* Yapılacaklar *
• a. Verilen metinde yer alan şu cümleyi İngilizceye çeviriniz: "21. yüzyılın değişen koşullarının üniversitelere yeni görevler ve sorumluluklar yüklediğini bildiren Çubukçu, dünya üzerindeki gelişmelere bakıldığında bilginin ve teknolojinin sürekli olarak kendini yenilediğini belirtti."
• b. Verilen metne göre Çubukçu söyleşiye hangi üniversitede katılmıştır?
• c. Verilen metinden "21. yüzyılın değişen" ile "kendini yenilediğini belirtti." arasındaki bölümü, bu iki ifade de dahil olmak üzere, aynen aktarınız.

Çubukçu, çeşitli programlara katılmak için geldiği Konya'da, Mevlana Üniversitesi'nde söyleşiye katıldı. Mevlana'nın adını taşıyan üniversitenin çatısı altında gençlerle bir arada bulunmaktan çok büyük mutluluk duyduğunu ifade eden Çubukçu, henüz bir yıllık geçmişi olan üniversitenin, Mevlana'dan aldığı ilhamla önümüzdeki yıllarda topluma ve insanlığa çok değerli katkılarda bulunacağına inandığını söyledi.
21. yüzyılın değişen koşullarının üniversitelere yeni görevler ve sorumluluklar yüklediğini bildiren Çubukçu, dünya üzerindeki gelişmelere bakıldığında bilginin ve teknolojinin sürekli olarak kendini yenilediğini belirtti.

* Sağlanan Bilgiler *
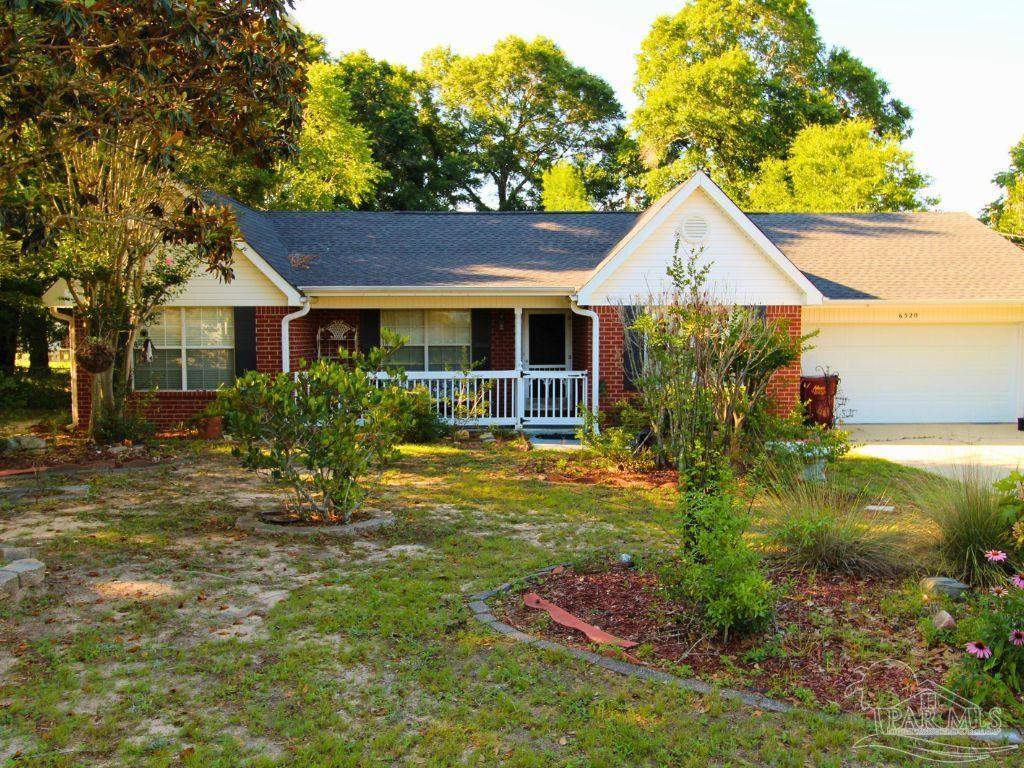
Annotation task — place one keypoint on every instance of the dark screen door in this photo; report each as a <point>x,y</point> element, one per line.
<point>547,340</point>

* Sırasıyla Yanıtlar *
• a. Stating that the changing conditions of the 21st century have placed new duties and responsibilities on universities, Çubukçu noted that, when developments around the world are considered, knowledge and technology are constantly renewing themselves.

• b. Konya'daki Mevlana Üniversitesi'nde.

• c.
21. yüzyılın değişen koşullarının üniversitelere yeni görevler ve sorumluluklar yüklediğini bildiren Çubukçu, dünya üzerindeki gelişmelere bakıldığında bilginin ve teknolojinin sürekli olarak kendini yenilediğini belirtti.